■ **Your instructions**: In the records below, find the line containing "Expected: for every instance of the mirror"; copy exactly that line and all lines after it to the end, and nothing else.

■ **Stored records**:
----

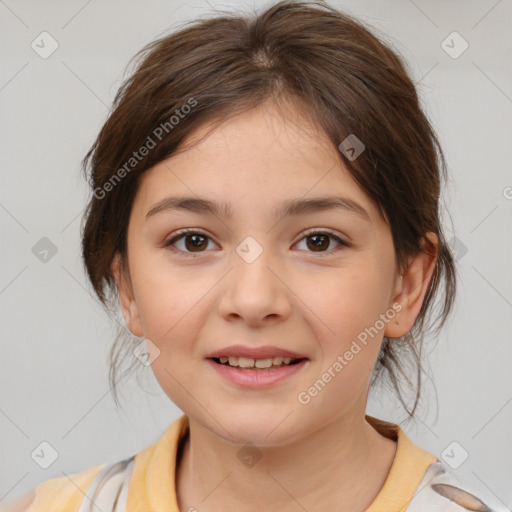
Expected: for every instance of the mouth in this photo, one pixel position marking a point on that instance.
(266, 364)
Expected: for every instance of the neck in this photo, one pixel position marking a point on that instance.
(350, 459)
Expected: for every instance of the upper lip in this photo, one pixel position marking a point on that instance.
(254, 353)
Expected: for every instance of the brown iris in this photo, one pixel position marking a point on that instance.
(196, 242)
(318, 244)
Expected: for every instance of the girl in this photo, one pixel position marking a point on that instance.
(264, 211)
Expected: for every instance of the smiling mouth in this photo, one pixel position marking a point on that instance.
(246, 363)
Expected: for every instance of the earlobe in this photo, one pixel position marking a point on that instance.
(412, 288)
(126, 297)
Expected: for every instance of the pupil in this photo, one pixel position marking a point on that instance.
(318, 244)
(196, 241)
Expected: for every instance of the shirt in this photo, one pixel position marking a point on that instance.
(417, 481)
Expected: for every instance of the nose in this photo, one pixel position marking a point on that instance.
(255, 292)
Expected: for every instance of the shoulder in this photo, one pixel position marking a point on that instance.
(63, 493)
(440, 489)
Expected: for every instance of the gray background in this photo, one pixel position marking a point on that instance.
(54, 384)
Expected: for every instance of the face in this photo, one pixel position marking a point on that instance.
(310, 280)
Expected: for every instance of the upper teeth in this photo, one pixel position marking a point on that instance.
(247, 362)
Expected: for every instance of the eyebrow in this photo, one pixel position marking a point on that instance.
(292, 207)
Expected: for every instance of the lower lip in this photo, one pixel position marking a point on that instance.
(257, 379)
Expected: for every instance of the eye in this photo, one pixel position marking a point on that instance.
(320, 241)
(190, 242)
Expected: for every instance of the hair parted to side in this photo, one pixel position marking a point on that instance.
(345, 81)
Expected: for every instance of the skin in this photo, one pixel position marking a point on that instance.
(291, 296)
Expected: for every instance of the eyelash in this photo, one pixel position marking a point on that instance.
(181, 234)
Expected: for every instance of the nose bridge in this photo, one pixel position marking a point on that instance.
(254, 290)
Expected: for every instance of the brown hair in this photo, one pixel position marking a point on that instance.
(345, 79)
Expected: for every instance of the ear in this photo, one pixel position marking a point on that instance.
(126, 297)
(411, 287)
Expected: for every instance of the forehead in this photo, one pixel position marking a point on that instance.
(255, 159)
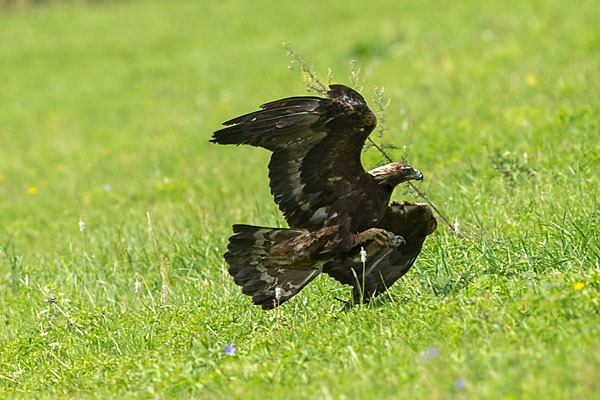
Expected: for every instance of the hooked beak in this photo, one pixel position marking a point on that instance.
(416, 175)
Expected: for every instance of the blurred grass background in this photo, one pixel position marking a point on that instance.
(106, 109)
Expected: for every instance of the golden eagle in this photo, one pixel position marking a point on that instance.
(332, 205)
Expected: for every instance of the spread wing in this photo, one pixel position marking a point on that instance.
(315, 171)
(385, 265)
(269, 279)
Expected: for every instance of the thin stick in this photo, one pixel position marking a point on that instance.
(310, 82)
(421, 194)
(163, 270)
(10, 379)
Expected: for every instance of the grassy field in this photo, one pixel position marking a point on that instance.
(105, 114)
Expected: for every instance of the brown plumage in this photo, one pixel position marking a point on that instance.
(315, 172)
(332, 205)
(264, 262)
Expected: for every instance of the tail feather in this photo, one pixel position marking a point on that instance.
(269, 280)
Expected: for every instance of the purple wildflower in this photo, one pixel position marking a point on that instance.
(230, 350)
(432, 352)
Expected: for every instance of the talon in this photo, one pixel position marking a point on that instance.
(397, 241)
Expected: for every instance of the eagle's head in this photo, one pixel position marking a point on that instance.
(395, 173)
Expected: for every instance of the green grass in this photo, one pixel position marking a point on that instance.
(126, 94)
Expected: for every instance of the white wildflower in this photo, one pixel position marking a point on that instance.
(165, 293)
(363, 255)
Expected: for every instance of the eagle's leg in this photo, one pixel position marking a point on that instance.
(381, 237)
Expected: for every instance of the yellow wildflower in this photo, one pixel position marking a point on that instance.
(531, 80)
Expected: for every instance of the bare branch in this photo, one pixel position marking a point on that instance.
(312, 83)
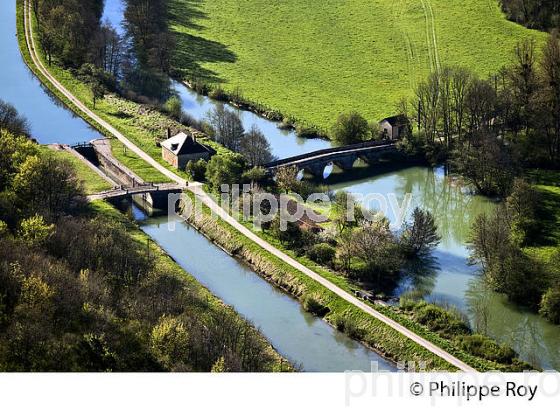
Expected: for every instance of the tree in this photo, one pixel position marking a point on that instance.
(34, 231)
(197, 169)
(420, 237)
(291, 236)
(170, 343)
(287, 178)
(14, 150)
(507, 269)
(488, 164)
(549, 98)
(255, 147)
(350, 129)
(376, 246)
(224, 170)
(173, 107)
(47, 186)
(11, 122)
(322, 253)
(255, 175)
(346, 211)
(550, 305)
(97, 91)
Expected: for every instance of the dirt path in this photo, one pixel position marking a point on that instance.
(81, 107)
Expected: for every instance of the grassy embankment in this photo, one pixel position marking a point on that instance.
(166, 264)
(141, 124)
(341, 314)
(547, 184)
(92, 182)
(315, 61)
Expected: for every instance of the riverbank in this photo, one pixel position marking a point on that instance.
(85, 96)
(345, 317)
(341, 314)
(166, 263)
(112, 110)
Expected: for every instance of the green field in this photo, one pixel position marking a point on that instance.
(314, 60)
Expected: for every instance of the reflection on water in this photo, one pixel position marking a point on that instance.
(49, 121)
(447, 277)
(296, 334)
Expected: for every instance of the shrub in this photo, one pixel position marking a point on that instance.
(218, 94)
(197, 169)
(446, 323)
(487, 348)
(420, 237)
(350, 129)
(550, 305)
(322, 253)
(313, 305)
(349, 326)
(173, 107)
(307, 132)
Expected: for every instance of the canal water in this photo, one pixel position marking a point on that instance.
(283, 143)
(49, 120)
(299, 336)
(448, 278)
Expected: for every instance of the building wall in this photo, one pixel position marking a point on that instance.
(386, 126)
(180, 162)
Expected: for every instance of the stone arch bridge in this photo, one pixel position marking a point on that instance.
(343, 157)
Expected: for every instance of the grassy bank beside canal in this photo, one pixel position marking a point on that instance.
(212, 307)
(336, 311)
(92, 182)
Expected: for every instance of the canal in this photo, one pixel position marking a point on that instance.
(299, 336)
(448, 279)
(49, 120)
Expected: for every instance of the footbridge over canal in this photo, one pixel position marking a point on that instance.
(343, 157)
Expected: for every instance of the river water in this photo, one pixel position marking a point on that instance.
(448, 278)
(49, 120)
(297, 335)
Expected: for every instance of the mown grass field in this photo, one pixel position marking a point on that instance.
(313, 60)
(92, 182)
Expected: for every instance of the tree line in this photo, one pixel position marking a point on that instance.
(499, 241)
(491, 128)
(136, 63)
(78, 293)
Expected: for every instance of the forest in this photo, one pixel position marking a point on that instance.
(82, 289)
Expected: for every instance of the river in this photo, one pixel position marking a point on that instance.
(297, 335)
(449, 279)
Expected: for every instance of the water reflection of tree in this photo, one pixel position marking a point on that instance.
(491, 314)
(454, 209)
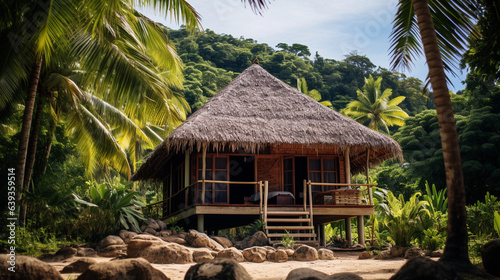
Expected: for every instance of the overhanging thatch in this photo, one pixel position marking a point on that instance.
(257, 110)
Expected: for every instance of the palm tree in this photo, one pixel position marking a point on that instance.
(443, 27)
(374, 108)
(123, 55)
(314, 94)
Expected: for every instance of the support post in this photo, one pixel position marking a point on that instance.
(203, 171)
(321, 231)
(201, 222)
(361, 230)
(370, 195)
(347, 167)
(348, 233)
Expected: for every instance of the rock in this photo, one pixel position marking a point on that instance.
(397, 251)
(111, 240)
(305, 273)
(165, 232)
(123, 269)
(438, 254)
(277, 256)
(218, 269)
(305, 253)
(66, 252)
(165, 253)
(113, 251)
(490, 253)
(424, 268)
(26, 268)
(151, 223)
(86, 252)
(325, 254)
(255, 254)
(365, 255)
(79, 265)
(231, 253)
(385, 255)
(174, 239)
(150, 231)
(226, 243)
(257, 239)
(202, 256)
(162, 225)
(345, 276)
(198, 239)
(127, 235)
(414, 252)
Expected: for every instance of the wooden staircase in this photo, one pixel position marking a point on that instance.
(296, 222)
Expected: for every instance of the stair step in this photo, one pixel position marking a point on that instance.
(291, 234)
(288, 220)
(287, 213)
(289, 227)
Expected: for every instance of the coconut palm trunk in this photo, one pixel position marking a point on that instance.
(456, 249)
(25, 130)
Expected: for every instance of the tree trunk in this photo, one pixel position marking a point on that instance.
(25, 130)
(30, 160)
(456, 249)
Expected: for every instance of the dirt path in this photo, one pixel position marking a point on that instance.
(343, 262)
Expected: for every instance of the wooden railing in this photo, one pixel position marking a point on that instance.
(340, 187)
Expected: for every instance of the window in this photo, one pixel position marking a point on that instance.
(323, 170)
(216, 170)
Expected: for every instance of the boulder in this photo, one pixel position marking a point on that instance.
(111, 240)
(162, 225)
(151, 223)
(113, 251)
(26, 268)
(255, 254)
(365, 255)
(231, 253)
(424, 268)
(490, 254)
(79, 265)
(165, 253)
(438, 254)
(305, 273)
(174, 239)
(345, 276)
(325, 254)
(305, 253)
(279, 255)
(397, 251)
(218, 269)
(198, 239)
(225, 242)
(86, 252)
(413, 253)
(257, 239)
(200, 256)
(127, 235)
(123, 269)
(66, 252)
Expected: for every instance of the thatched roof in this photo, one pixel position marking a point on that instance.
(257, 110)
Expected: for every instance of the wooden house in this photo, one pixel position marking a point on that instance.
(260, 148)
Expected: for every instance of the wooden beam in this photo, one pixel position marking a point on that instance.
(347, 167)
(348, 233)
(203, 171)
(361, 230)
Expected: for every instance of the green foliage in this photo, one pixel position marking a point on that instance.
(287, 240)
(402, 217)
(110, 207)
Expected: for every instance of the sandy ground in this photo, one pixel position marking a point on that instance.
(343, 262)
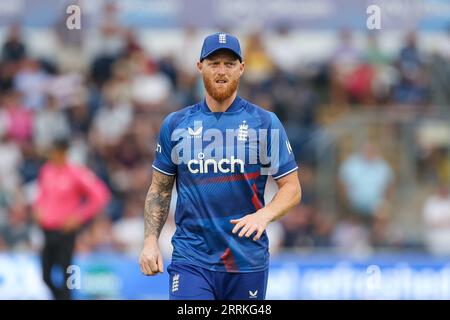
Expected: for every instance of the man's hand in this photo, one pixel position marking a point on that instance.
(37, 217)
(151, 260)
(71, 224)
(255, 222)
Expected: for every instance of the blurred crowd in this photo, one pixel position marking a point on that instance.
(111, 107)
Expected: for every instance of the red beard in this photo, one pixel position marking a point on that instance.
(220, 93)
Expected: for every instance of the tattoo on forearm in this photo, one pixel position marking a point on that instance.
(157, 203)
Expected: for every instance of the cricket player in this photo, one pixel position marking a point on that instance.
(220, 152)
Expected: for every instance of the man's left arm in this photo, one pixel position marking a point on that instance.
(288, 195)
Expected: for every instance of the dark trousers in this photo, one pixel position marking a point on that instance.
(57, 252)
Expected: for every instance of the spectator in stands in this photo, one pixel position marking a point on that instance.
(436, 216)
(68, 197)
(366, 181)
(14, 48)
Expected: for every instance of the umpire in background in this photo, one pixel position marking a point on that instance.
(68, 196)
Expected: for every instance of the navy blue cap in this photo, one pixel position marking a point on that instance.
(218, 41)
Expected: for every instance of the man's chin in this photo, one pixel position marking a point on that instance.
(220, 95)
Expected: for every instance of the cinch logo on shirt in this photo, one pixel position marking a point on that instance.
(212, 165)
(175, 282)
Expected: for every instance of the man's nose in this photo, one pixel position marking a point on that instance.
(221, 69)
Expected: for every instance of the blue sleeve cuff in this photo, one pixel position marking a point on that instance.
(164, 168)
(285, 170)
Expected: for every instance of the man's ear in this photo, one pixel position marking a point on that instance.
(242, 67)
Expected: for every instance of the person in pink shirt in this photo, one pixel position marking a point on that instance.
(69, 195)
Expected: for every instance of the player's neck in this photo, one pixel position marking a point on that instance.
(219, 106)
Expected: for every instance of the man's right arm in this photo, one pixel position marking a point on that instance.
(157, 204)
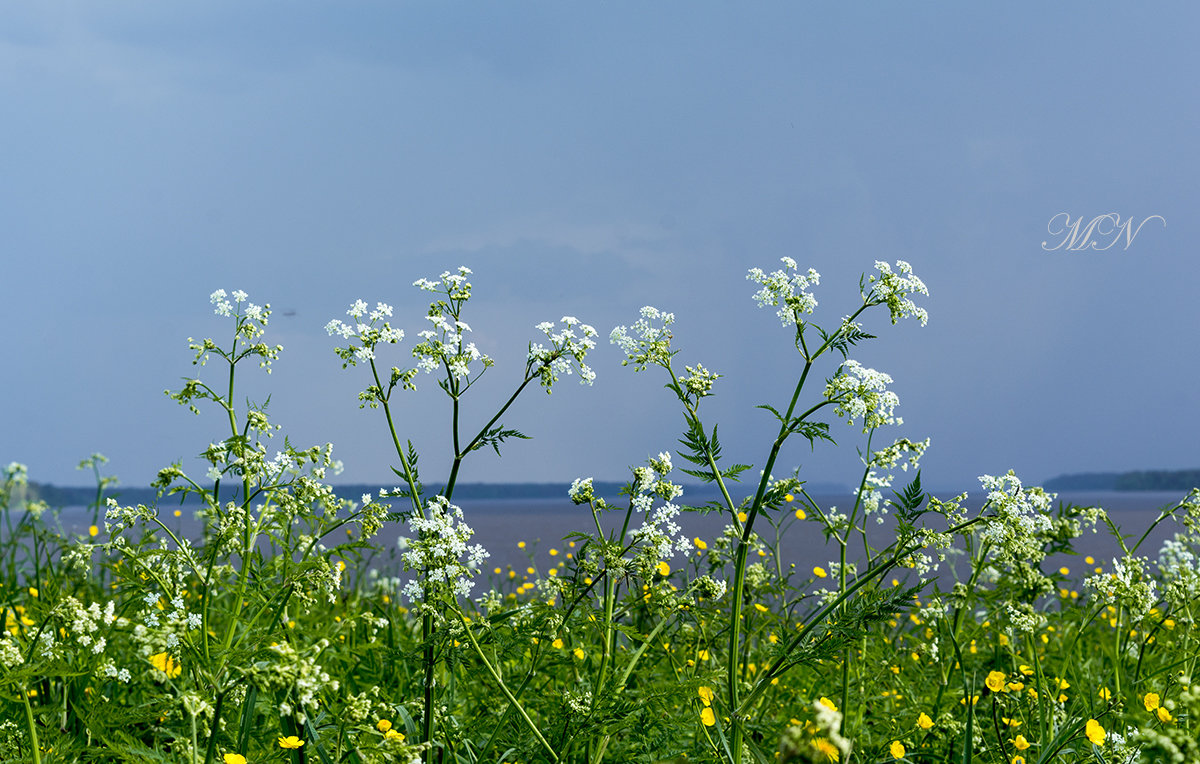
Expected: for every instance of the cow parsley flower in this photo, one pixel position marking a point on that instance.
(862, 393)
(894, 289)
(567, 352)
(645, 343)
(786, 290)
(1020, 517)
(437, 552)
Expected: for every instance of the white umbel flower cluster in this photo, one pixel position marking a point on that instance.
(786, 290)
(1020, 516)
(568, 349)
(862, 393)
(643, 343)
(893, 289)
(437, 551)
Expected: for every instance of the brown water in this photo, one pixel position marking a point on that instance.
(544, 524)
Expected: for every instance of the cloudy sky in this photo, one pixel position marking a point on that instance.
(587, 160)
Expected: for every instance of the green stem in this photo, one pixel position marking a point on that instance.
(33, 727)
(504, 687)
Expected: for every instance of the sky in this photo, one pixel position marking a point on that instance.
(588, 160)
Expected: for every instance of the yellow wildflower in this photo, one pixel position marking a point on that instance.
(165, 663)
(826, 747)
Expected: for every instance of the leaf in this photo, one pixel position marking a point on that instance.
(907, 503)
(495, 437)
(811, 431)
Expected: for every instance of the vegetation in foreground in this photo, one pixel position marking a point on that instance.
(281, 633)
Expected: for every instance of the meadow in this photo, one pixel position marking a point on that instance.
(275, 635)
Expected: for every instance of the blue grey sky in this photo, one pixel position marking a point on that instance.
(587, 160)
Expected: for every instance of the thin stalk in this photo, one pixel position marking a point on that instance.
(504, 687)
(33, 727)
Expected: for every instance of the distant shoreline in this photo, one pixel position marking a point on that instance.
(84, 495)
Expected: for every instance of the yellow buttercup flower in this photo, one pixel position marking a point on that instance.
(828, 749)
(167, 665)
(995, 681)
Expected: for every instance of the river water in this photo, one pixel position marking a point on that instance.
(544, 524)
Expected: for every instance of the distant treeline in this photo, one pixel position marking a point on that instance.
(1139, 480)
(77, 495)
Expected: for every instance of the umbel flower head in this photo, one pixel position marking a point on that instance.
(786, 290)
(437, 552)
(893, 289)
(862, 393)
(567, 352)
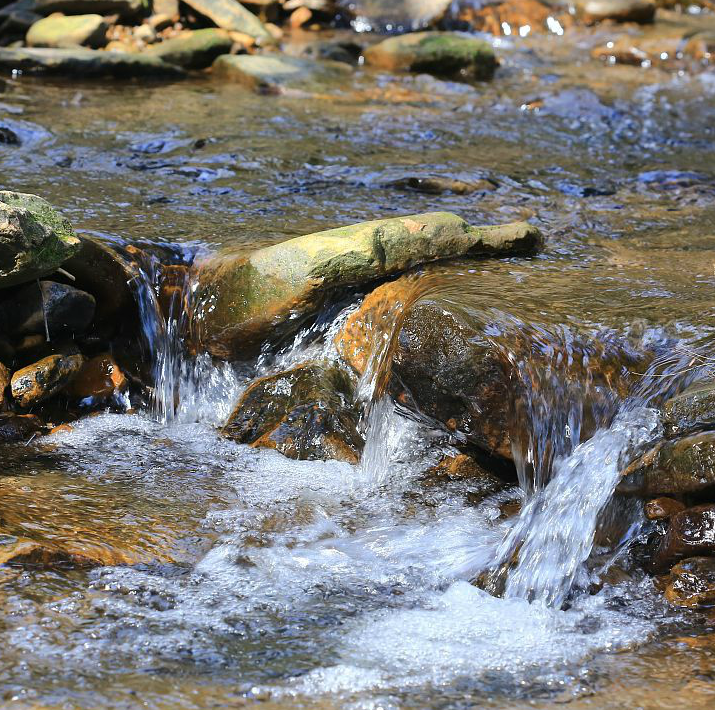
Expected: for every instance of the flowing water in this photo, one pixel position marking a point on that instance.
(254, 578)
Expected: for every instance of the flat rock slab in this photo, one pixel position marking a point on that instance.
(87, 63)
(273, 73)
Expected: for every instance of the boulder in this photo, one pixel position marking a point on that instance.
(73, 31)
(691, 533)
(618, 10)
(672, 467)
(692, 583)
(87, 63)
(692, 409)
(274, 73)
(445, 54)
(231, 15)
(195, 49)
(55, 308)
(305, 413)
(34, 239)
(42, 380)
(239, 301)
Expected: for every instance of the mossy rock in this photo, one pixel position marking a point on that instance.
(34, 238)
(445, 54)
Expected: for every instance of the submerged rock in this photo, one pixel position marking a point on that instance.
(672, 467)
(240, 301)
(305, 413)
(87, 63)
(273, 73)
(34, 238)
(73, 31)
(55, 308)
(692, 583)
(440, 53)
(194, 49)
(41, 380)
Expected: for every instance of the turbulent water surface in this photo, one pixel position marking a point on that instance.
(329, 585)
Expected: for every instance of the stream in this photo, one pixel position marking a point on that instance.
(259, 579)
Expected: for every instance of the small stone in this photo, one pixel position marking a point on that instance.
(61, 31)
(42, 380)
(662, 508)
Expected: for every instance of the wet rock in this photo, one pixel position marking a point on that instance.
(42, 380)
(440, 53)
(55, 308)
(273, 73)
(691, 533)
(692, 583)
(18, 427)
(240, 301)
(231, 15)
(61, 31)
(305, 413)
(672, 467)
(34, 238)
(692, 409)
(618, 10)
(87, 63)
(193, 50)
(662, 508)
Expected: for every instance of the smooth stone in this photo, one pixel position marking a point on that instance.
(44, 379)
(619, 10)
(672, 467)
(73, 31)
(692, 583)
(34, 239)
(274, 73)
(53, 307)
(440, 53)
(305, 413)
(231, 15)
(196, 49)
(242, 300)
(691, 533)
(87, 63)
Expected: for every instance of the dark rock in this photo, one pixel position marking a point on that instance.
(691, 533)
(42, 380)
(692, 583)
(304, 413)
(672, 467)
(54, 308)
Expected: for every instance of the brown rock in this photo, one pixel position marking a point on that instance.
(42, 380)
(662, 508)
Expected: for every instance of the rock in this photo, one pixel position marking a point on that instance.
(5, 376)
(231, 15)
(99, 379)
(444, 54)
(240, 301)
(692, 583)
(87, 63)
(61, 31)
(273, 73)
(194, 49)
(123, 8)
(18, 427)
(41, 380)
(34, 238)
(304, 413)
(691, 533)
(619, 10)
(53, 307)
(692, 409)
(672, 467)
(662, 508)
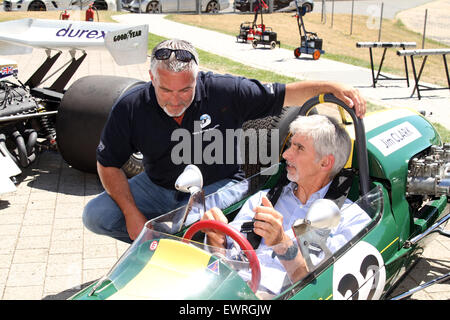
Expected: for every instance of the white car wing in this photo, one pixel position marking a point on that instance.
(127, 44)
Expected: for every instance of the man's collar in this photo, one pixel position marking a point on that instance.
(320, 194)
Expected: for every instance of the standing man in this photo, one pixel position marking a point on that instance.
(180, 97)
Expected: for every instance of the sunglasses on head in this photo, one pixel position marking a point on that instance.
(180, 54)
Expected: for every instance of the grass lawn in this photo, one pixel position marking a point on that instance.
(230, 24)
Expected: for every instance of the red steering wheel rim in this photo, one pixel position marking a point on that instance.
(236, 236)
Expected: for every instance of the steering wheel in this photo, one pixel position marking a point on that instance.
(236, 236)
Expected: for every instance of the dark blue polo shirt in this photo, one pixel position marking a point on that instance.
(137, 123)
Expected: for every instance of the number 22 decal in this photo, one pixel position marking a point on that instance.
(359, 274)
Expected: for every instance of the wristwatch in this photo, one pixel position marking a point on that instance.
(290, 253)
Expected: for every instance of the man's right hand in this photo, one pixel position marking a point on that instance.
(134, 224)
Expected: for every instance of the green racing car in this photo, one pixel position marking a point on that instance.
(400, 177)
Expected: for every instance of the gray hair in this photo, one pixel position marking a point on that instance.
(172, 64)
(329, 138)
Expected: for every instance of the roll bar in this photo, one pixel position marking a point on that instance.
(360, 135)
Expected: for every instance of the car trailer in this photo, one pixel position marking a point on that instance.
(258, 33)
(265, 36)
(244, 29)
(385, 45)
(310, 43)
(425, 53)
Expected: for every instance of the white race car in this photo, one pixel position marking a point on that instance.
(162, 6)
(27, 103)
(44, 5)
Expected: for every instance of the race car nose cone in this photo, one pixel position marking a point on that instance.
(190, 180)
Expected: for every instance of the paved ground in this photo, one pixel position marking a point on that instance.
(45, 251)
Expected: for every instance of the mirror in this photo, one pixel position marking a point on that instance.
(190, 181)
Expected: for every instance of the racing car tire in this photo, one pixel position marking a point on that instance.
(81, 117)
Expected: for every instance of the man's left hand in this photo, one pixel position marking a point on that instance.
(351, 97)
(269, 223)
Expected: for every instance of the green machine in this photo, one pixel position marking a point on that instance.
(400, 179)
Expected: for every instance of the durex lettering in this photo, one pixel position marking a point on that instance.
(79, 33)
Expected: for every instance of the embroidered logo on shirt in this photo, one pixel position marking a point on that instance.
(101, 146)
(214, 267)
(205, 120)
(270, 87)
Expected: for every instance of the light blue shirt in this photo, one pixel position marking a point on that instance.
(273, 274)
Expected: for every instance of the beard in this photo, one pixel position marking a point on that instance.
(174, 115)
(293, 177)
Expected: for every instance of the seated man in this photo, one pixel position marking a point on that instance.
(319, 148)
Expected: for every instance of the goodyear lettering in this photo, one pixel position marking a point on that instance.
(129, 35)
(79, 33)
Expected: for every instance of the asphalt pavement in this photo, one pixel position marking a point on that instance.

----

■ **Result of this exercise**:
Expected: for every instance of the mirror in this photo, one pixel position marking a point on that instance.
(190, 181)
Expected: for every instance of the racing car tire in this photo, one pixel position marking a point on that instance.
(81, 117)
Expected: for every instance of the man's left hand in this photo, one pixel position marking a point on that instance.
(351, 97)
(269, 223)
Expected: for every instance of the green machine in this photo, one pixel position marking a point on that instance.
(400, 179)
Expected: for every instance of the durex lettering in this photo, one pixel position marking a point on that instance.
(79, 33)
Expected: for every instance of the embroidered logo on shirt in this photo, one pixel position marking a point on that instance.
(101, 146)
(214, 267)
(205, 120)
(270, 87)
Expected: for every instance of the light blue shirt in this photo, one pixel position marking a point on that instance.
(273, 274)
Expected: for every instance of the beard in this photo, one pixel position marking a point on that instance.
(174, 115)
(293, 177)
Expected: for every instance of the seated man in this photo, one pixel position marking a point on that instance.
(319, 148)
Expected: for every instance of the goodyear lettering in this photo, one pixel position marking a point on that instance.
(129, 35)
(79, 33)
Expected: for every instance of the asphalt pavement in this photo, one pixel position marking a point on that instance.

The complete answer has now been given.